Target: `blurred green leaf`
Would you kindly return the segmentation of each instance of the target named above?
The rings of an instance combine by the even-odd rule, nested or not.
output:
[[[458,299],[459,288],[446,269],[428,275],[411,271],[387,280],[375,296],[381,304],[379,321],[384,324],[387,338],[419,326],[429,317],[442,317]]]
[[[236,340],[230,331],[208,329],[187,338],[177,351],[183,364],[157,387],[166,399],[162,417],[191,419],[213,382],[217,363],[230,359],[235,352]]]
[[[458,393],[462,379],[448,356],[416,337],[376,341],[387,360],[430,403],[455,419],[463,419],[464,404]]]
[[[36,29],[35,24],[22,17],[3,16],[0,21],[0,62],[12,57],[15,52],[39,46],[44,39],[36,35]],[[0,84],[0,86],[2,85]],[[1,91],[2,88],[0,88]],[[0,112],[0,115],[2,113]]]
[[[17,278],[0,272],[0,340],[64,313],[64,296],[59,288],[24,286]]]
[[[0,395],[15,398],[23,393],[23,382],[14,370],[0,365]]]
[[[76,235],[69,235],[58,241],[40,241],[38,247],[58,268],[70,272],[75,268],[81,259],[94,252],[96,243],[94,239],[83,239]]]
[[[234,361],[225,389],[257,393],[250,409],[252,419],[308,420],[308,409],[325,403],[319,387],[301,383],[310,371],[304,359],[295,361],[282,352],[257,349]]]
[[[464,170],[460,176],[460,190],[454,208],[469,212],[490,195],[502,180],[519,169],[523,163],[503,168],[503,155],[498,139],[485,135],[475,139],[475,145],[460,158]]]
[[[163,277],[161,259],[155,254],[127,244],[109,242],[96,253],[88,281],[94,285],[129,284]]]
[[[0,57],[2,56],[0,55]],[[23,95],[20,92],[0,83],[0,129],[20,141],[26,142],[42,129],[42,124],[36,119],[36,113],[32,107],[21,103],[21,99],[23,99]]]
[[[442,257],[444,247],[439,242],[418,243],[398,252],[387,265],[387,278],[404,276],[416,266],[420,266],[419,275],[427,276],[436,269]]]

• • • •

→ **THE EXERCISE**:
Render each line of the material above as a JSON list of strings, with one string per line and blank lines left out.

→ **FINAL RESULT**:
[
  "Target: `blurred green leaf`",
  "Would you kindly return the segmentation of each instance of the target named above?",
  "The rings of an instance combine by the even-odd rule, nested or not.",
  "output:",
  "[[[458,299],[459,288],[446,269],[428,275],[411,271],[387,280],[375,296],[381,304],[379,321],[384,324],[387,338],[419,326],[429,317],[442,317]]]",
  "[[[236,340],[230,331],[208,329],[187,338],[177,351],[183,364],[157,387],[166,399],[162,417],[191,419],[213,382],[217,363],[230,359],[235,352]]]",
  "[[[458,393],[462,379],[448,356],[416,337],[376,341],[387,360],[430,403],[455,419],[463,419],[464,404]]]",
  "[[[36,29],[35,24],[22,17],[3,16],[0,21],[0,62],[12,57],[15,52],[39,46],[44,39],[36,35]],[[0,84],[0,86],[2,85]],[[1,91],[2,88],[0,88]],[[0,112],[0,115],[2,113]]]",
  "[[[17,278],[0,272],[0,340],[64,313],[64,296],[59,288],[24,286]]]",
  "[[[0,395],[15,398],[23,393],[23,382],[14,370],[0,365]]]",
  "[[[76,235],[69,235],[58,241],[40,241],[38,247],[58,268],[70,272],[75,268],[81,259],[94,252],[96,243],[94,239],[83,239]]]",
  "[[[234,361],[225,389],[257,393],[250,409],[252,419],[308,420],[308,409],[325,403],[319,387],[301,383],[310,371],[304,359],[295,361],[282,352],[257,349]]]",
  "[[[464,170],[460,176],[460,190],[454,208],[469,212],[490,195],[502,180],[519,169],[523,163],[503,168],[503,155],[498,139],[485,135],[475,139],[475,145],[460,158]]]",
  "[[[163,277],[161,259],[155,254],[127,244],[109,242],[96,253],[88,281],[94,285],[129,284]]]",
  "[[[0,57],[2,56],[0,55]],[[23,95],[20,92],[0,83],[0,129],[20,141],[26,142],[42,129],[42,124],[36,119],[36,113],[32,107],[21,103],[21,99],[23,99]]]",
  "[[[442,257],[444,247],[439,242],[418,243],[398,252],[387,265],[387,278],[404,276],[416,266],[420,266],[419,275],[427,276],[436,269]]]"
]